Records to process: Begin

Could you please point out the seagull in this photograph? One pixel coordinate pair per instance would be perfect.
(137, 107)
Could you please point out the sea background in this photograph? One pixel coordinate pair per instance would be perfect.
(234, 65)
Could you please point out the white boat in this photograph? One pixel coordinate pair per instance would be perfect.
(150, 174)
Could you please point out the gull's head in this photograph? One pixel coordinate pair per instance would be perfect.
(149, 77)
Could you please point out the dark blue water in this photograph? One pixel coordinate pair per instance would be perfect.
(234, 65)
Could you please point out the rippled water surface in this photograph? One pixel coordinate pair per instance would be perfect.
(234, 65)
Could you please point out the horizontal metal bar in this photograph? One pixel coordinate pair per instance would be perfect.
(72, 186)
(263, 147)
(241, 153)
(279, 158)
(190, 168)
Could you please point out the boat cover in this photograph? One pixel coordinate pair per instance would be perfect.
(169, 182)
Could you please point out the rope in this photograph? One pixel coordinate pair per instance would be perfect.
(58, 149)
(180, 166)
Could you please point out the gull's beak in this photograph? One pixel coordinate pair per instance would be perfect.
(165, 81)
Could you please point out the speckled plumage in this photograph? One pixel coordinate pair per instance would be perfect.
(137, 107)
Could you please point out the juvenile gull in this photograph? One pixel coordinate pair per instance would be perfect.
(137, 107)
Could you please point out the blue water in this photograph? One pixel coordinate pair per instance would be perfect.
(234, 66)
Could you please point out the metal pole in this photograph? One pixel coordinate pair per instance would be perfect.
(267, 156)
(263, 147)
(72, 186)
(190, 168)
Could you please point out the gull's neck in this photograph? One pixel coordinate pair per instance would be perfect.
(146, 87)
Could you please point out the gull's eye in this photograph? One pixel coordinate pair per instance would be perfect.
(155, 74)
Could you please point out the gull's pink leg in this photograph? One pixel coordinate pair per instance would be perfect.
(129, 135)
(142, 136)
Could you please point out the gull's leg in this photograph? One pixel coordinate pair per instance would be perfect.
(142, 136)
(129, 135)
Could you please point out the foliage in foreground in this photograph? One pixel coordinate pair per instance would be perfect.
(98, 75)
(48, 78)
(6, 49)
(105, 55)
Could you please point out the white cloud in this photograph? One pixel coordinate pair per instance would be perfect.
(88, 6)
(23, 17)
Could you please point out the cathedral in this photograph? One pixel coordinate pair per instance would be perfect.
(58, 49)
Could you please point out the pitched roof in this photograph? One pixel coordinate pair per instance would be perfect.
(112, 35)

Records to process: End

• The task
The material must be duplicated in full, with each line kept exact.

• Result of this task
Could you please point out the seagull in this photograph? One pixel coordinate pair per instance would be perfect.
(137, 107)
Could you please point out the sea background in this photograph? One pixel coordinate pair per instance would be perfect.
(234, 65)
Could you please point out the white boat in this photograph? One pixel coordinate pair per instance would be perfect.
(150, 174)
Could you please point out the gull's head in this photograph? One pixel coordinate pair per instance would be perfect.
(149, 77)
Could you please point out the dark blue water in this photograph? One pixel coordinate pair per instance would be perfect.
(234, 65)
Could you please point out the rippled water surface in this photograph? One pixel coordinate pair per instance would be perfect.
(234, 65)
Could you please point out the horizontal metal bar in this photograph? One pixel coordinate pair per instance would be perfect.
(72, 186)
(263, 147)
(241, 153)
(279, 158)
(190, 168)
Could you please point out the boat cover in this photograph? One pixel coordinate pair per instance would be perfect.
(169, 182)
Could you please point out the rope in this photograph? One pixel coordinate pair per instance would be perfect.
(58, 149)
(180, 166)
Could you please point out the gull's beak in this photograph? One pixel coordinate pair per instance would be perfect.
(165, 81)
Could you please point out the speckled plumage in this photograph? One pixel coordinate pair per instance would be perfect.
(137, 107)
Could you please point out the juvenile gull in this photograph? One pixel coordinate pair per instance would be perfect.
(137, 107)
Could you please point out the blue water in this photograph? One pixel coordinate pair per instance would be perfect.
(234, 66)
Could you please point out the metal pole in this photograph? One pixel coordinate pair per instance would be perfect.
(267, 156)
(263, 147)
(72, 186)
(190, 168)
Could you please point out the gull's neck in this photograph? One pixel coordinate pair per instance would be perfect.
(146, 87)
Could you please point out the gull's eye in this photograph? One pixel coordinate pair per instance would be perfect.
(155, 74)
Could you please point out the gull's pink leg in this photograph? One pixel coordinate pair per instance would be perfect.
(129, 135)
(142, 136)
Could you please point out the gull's leg in this photograph? One pixel coordinate pair per instance would be perfect.
(142, 136)
(129, 135)
Could you please point out the foliage in foreground in this photograph? One pixel coordinate pair per instance would be perfect.
(98, 75)
(48, 78)
(6, 49)
(105, 55)
Could you please point out the white cloud in this photograph? One pixel coordinate pair per instance would be perfect.
(88, 6)
(23, 17)
Could you please point out the cathedral in this photograph? One pixel coordinate pair per instance would be perfect.
(58, 49)
Could you please point out the pitched roof in this photograph? One pixel coordinate pair per instance would be perfect.
(112, 35)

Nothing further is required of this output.